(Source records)
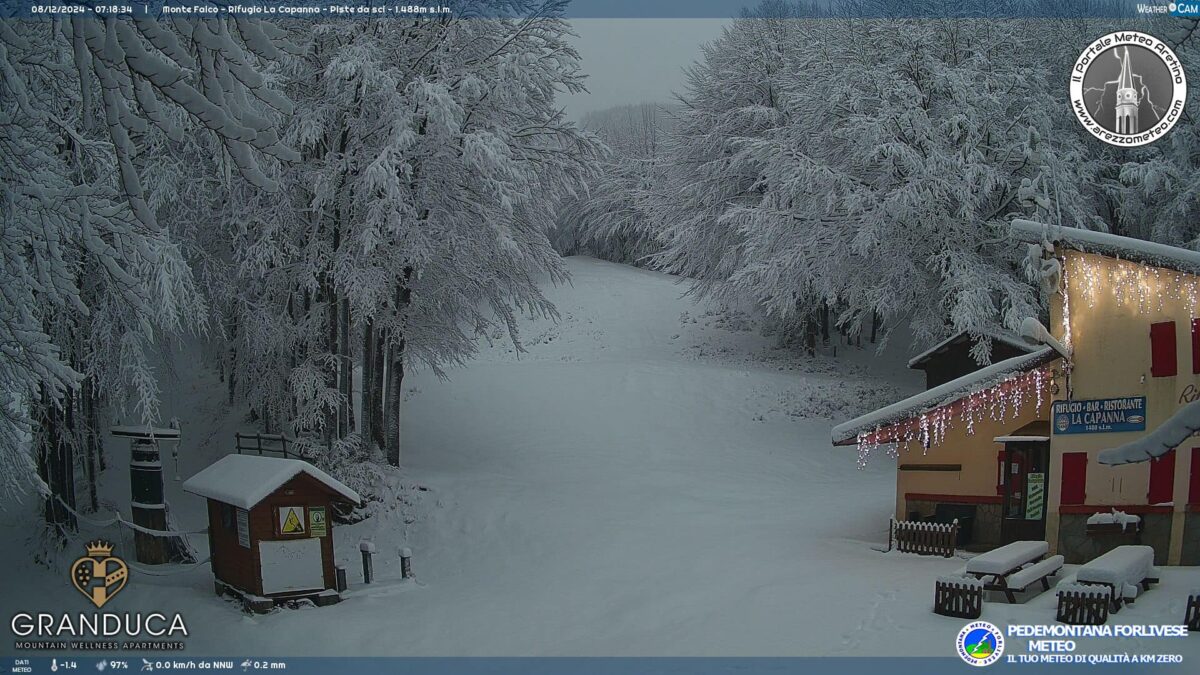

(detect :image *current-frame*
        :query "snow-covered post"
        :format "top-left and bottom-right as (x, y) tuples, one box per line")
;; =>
(109, 426), (183, 565)
(400, 546), (413, 579)
(359, 539), (374, 584)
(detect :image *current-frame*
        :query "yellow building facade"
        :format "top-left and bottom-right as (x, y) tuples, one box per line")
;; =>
(833, 221), (1200, 565)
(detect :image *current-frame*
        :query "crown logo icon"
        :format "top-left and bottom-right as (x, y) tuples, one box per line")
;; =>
(84, 539), (113, 557)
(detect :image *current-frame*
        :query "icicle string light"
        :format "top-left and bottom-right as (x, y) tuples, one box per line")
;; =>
(1063, 255), (1200, 314)
(857, 366), (1054, 468)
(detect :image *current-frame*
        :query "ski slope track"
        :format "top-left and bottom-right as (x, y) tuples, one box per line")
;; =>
(0, 258), (1200, 658)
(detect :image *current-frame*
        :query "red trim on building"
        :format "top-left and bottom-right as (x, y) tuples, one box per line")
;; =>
(1150, 321), (1178, 377)
(1188, 448), (1200, 506)
(1192, 318), (1200, 375)
(904, 492), (1002, 504)
(1058, 453), (1087, 504)
(1058, 504), (1175, 515)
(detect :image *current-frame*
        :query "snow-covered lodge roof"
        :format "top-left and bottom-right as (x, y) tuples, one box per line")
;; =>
(908, 330), (1038, 368)
(833, 347), (1058, 446)
(1010, 219), (1200, 274)
(1099, 401), (1200, 465)
(184, 454), (362, 510)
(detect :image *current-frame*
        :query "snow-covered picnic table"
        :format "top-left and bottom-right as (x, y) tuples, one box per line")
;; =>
(1075, 545), (1158, 611)
(961, 542), (1063, 603)
(966, 542), (1050, 577)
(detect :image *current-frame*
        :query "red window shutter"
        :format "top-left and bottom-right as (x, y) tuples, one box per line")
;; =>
(1192, 318), (1200, 374)
(1058, 453), (1087, 504)
(1146, 449), (1175, 504)
(1188, 448), (1200, 504)
(996, 448), (1008, 495)
(1150, 321), (1178, 377)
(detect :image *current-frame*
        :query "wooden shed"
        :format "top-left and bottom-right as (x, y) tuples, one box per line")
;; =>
(184, 454), (362, 610)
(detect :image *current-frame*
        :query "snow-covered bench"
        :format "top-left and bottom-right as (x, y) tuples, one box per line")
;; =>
(1075, 545), (1158, 614)
(960, 542), (1063, 603)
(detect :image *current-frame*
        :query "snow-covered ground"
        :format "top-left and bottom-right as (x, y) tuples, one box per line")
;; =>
(0, 258), (1200, 659)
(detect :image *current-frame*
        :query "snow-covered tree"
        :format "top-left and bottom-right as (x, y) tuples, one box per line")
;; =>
(553, 103), (673, 264)
(205, 2), (596, 478)
(0, 14), (295, 535)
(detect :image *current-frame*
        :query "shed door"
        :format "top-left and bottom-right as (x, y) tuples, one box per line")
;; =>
(258, 537), (325, 595)
(1000, 441), (1050, 544)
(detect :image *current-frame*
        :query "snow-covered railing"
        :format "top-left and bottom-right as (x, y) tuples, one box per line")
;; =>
(1010, 219), (1200, 274)
(1056, 584), (1111, 626)
(1086, 509), (1141, 534)
(1183, 589), (1200, 633)
(888, 518), (959, 557)
(934, 577), (984, 619)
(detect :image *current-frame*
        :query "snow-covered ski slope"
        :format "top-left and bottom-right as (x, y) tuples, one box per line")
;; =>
(0, 258), (1200, 658)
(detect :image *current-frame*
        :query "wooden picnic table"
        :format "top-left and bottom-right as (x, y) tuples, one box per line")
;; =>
(1075, 545), (1158, 613)
(962, 542), (1062, 604)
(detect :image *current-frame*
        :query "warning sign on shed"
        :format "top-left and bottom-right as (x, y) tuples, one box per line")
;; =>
(278, 507), (305, 534)
(308, 507), (329, 537)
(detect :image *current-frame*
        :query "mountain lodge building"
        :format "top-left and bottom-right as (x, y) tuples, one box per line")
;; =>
(833, 220), (1200, 565)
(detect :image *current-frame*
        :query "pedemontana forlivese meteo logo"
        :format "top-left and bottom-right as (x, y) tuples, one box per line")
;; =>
(1070, 30), (1188, 148)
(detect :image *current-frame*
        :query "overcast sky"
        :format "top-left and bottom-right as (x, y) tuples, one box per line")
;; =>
(562, 18), (728, 119)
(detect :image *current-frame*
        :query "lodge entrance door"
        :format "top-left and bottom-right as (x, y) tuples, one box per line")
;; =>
(1000, 441), (1050, 544)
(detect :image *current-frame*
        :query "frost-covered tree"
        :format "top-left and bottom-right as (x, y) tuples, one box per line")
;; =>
(0, 14), (294, 528)
(207, 2), (596, 478)
(643, 4), (1103, 359)
(553, 103), (673, 264)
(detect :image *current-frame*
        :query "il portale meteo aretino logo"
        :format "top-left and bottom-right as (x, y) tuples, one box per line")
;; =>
(954, 621), (1004, 667)
(1070, 30), (1188, 148)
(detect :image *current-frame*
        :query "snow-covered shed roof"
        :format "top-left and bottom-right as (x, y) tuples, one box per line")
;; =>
(832, 347), (1058, 446)
(1098, 401), (1200, 465)
(1010, 219), (1200, 274)
(184, 454), (362, 510)
(908, 330), (1039, 368)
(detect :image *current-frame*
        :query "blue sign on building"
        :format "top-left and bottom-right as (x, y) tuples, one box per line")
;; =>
(1051, 396), (1146, 435)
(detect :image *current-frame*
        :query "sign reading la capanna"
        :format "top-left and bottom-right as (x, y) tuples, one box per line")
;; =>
(1054, 396), (1146, 435)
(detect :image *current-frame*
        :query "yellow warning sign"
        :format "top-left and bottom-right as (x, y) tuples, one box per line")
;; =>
(308, 507), (329, 537)
(280, 507), (305, 534)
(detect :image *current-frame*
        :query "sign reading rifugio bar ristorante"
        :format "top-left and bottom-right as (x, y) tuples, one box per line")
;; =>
(1054, 396), (1146, 434)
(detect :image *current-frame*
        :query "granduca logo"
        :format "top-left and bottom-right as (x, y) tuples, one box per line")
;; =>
(8, 539), (188, 651)
(1070, 30), (1188, 148)
(71, 539), (130, 609)
(954, 621), (1004, 667)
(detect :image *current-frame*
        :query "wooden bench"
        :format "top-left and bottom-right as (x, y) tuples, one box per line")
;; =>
(1075, 545), (1158, 614)
(960, 542), (1063, 604)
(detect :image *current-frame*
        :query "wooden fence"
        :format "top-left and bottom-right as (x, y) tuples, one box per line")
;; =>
(234, 431), (304, 459)
(1056, 586), (1111, 626)
(888, 518), (959, 557)
(934, 577), (983, 619)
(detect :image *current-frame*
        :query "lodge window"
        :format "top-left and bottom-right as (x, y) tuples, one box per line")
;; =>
(221, 504), (236, 531)
(1058, 453), (1087, 504)
(1188, 448), (1200, 504)
(1192, 318), (1200, 374)
(1150, 321), (1178, 377)
(1146, 449), (1175, 504)
(996, 450), (1008, 495)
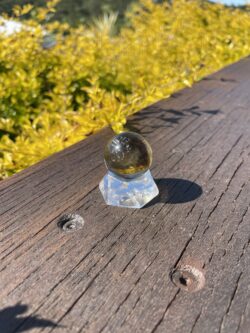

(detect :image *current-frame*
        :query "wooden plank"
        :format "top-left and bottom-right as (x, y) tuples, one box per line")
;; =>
(0, 58), (250, 333)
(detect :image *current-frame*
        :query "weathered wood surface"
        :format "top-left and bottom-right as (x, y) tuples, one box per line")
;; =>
(0, 58), (250, 333)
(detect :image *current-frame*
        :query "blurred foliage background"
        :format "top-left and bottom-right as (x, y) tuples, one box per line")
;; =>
(0, 0), (250, 178)
(0, 0), (137, 26)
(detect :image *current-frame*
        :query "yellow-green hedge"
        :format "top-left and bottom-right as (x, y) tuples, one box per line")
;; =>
(0, 0), (250, 178)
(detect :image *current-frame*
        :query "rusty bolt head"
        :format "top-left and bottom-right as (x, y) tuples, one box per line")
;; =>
(170, 264), (205, 292)
(57, 214), (84, 232)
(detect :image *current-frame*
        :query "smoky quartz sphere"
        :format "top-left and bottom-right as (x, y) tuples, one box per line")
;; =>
(104, 132), (152, 178)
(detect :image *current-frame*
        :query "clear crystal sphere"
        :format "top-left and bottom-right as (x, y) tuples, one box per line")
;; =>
(104, 132), (152, 178)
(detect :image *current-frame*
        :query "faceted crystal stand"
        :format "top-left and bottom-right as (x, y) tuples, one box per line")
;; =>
(99, 170), (159, 208)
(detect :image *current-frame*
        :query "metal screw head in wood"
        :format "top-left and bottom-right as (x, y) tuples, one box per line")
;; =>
(57, 214), (84, 232)
(170, 264), (205, 292)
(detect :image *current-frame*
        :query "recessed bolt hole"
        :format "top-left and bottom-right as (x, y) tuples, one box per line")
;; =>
(57, 214), (84, 232)
(180, 276), (188, 286)
(170, 264), (205, 292)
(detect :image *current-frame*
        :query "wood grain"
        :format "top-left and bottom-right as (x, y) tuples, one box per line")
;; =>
(0, 58), (250, 333)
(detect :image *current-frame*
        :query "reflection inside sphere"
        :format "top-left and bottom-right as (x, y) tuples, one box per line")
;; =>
(104, 132), (152, 178)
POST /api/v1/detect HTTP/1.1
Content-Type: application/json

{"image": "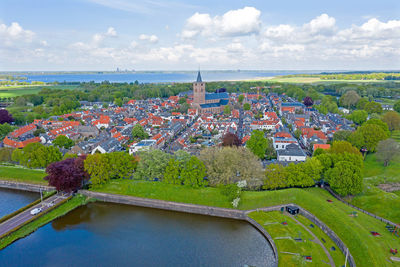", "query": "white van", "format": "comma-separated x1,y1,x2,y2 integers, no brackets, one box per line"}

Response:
31,208,42,215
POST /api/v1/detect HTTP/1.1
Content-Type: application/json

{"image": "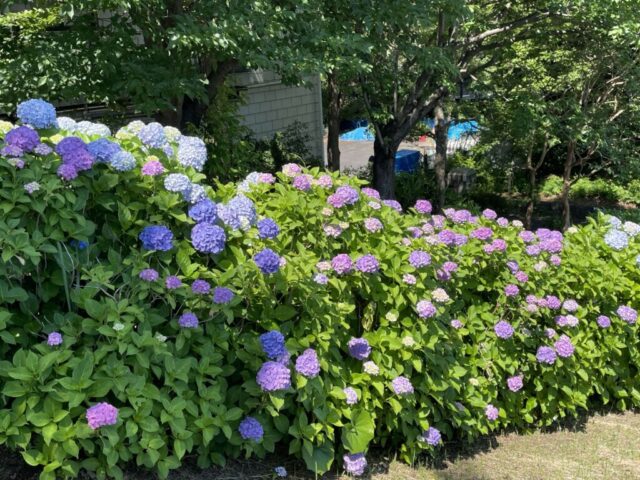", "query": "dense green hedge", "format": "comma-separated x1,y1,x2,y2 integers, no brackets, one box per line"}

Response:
0,104,640,479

WHAT IS REQUIRED.
Reproduce the source records word for word, from their beginning through the line containing "(857, 366), (1054, 468)", including that line. Leave the pictures out of your answer.

EXERCISE ANSWER.
(detect :image *current-frame*
        :query "snow-covered post"
        :format "top-left and bottom-right as (x, y) tuples, one box per line")
;; =>
(109, 426), (183, 565)
(400, 546), (413, 579)
(359, 539), (374, 584)
(detect :image *current-frame*
        :query "yellow building facade"
        :format "top-left and bottom-right as (x, y) tuples, one box per line")
;; =>
(833, 221), (1200, 565)
(detect :image *current-frame*
        :query "crown logo icon"
        :format "top-left and bottom-right as (x, y) tuples, one box per line")
;; =>
(84, 539), (113, 557)
(detect :image *current-frame*
        :query "icicle string light"
        :format "top-left and bottom-right as (x, y) tuples, one box per line")
;; =>
(1063, 255), (1200, 314)
(857, 366), (1054, 468)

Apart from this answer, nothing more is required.